• **Stated problem 1**
From the rows, output as a JSON list of strings the part that opens with the line containing "Isolate white garage door in the image above." and closes with the line containing "[272,76,468,89]". Give one string per line, skip blank lines, and include both end lines.

———

The first train arrived in Miami on April 15.
See bottom of page for the alt text--ghost won't let me put a long enough one here
Flagler's first steam engine rolls into Key West, Florida. I couldn't find one of the day the first train rolled into Miami.

This Week in Florida History

The first train arrived in Miami on April 15, 1896

Having found the date of Flagler’s railroad arriving in Miami on floridahistorynetwork.com’s “On this day in Florida history section,” I was bemused to note that a preliminary search of Florida newspapers in 1896 yielded not one story about Flagler’s railroad reaching Miami on April 15, 1896.[1]The first story I found came from the Ocala Evening Star, in Ocala, Florida, a town about 40 miles south of Gainesville and 300 miles northwest of Miami, several months later in August. Halfway through the half-page story about the editor’s “need for a little outing,” the story finally turns to the “terminus” of the Flagler railroad, Miami, already known as the “Magic City” because, according to this story, “On the first day of last March only two families were living there. Now the town has a population of 2500.” The “two families” is likely a bit of an embellishment, as other sources note that in 1895 260 people were living in what would become Miami the following year. Still, the nickname had merit, as Miami would grow in massive spurts then, as well as during World War I, World War II, the 1960s with the Cuban Revolution, the 1980s, and again as I type this in 2023.

———

• **Stated problem 2**
Write the next part of the Florida history piece about the first train reaching Miami, starting after its final sentence.

———

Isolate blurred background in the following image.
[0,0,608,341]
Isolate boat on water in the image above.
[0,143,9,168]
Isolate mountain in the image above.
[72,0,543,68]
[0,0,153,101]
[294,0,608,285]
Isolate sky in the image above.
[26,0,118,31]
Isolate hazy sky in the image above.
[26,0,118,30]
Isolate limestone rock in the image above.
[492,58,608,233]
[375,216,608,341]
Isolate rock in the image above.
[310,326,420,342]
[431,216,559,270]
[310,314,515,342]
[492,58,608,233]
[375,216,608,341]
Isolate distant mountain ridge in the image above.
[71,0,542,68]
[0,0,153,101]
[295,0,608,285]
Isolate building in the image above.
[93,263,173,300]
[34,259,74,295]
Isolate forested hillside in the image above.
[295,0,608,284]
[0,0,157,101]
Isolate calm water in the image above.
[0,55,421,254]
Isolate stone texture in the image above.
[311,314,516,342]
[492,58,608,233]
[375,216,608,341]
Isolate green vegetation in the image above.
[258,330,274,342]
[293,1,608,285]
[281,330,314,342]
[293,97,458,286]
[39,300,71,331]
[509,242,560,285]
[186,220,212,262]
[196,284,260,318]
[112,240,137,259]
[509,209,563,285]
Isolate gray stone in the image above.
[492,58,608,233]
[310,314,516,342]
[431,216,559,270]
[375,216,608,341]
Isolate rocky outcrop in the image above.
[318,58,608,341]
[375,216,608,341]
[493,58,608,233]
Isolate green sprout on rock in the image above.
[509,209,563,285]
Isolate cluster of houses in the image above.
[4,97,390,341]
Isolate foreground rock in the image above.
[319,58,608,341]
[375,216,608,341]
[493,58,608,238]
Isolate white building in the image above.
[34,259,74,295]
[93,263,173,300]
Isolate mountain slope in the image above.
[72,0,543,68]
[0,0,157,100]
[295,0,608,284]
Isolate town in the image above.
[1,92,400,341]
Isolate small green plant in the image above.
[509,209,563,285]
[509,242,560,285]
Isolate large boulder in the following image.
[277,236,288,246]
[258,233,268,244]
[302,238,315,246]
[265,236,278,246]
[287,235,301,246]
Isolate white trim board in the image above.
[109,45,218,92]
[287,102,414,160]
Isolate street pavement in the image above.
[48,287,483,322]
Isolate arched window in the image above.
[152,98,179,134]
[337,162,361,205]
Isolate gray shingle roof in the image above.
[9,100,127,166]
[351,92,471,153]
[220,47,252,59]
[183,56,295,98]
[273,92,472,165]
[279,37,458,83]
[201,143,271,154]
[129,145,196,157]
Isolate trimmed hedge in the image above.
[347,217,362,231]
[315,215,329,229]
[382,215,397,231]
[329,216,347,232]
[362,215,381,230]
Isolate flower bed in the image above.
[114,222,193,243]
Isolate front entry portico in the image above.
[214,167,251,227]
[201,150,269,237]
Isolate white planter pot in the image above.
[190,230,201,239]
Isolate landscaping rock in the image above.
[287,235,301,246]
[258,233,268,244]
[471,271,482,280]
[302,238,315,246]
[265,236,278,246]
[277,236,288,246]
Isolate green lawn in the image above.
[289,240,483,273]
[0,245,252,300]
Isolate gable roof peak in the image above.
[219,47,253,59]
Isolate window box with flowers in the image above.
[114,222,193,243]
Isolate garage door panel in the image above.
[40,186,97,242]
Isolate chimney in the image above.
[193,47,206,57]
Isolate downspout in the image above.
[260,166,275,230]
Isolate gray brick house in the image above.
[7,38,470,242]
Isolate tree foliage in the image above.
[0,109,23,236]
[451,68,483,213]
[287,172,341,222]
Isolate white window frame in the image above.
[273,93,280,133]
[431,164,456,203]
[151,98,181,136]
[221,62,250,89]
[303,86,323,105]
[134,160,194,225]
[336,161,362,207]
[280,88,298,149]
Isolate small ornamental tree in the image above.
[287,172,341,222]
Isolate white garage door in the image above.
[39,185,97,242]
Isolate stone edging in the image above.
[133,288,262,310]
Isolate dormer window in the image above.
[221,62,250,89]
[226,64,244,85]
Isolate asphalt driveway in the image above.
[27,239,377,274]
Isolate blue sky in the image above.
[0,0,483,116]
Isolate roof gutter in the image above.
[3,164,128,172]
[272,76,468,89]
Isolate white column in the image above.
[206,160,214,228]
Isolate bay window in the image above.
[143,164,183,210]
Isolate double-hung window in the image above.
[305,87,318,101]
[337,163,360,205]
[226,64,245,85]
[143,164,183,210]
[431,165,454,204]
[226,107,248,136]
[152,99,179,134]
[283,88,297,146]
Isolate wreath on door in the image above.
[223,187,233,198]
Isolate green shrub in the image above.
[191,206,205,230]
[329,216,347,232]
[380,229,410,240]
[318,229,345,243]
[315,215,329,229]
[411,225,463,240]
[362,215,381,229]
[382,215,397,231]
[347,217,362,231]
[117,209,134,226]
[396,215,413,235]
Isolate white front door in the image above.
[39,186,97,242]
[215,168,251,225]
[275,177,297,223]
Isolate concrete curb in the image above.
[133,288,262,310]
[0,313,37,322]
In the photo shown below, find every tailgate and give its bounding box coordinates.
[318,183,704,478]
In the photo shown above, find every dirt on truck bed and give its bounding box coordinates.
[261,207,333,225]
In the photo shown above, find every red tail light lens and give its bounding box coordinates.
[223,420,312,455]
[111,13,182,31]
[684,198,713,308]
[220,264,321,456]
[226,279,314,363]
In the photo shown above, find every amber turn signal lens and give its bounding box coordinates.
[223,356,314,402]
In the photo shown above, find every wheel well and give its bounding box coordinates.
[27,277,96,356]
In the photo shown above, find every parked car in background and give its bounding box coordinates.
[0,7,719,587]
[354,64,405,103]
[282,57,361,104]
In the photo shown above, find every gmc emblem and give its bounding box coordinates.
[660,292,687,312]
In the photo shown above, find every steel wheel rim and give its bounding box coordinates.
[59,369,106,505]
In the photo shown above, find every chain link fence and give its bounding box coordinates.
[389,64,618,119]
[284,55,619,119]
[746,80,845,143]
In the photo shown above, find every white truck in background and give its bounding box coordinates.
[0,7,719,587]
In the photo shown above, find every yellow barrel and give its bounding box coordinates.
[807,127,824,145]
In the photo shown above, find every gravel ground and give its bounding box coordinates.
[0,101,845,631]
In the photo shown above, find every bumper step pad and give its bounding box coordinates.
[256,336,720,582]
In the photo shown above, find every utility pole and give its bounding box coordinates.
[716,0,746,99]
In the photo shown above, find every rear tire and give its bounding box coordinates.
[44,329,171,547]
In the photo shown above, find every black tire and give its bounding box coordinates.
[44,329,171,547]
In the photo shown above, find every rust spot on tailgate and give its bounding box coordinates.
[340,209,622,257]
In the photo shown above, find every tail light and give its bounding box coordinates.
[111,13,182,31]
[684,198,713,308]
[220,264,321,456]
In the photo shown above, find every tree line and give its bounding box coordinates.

———

• **Task response 1**
[
  "Isolate white garage door in the image above.",
  "[39,185,97,242]",
  "Isolate stone edging in the image above.",
  "[133,288,262,310]",
  "Isolate dormer window in the image above.",
  "[221,62,250,89]",
  "[226,64,244,85]",
  "Isolate asphalt driveway in the image above.",
  "[27,239,377,274]",
  "Isolate blue sky in the image above.",
  "[0,0,483,116]",
  "Isolate roof gutter in the image above.",
  "[3,164,128,172]",
  "[272,76,468,89]"
]

• **Task response 2**
According to floridahistorynetwork.com, Julia Tuttle had settled in the area in the early 1890s and wanted a railroad to be built to it. So, she turned to tycoon Henry Flagler, known for his infrastructure projects, including railroads. Hesitant to waste time and money on a rail line to a swamp on a nearly unusable, shallow bay near nothing, not even to what at the time was a relatively large port city of Key West, 150 miles by ship to the southwest, Flagler refused. But historic freezes through the American Southeast in 1894 and 1895 gave Tuttle the notion to ship Flagler blossoms from her orange trees. Impressed by the agricultural potential and the untouched potential for tourism on the white beaches of South Florida, Flagler agreed, and on April 15, 1896, the first train arrived. In 1897, Flagler opened a hotel on land deeded to him by Tuttle in the deal to bring the train, and the tourism mecca of Miami was born. A little over 15 years later, his East Coast Railway would steam into Key West, hopping numerous small islands called "keys" along the way.

It may be tax day for America in 2023 (ok, technically, tax day is April 18 this year), but for Miami, April 15 is functionally the city’s birthday.

Black Americans pose for a photo on a dirt road in Florida's "The Styx" around 1900. The dirt road is line with shacks that appear to be the homes of the people in the photo.
The Styx, located at Sunset Avenue and North County Road, around 1900 (Historical Society of Palm Beach County (Historical Society of Palm Beach County)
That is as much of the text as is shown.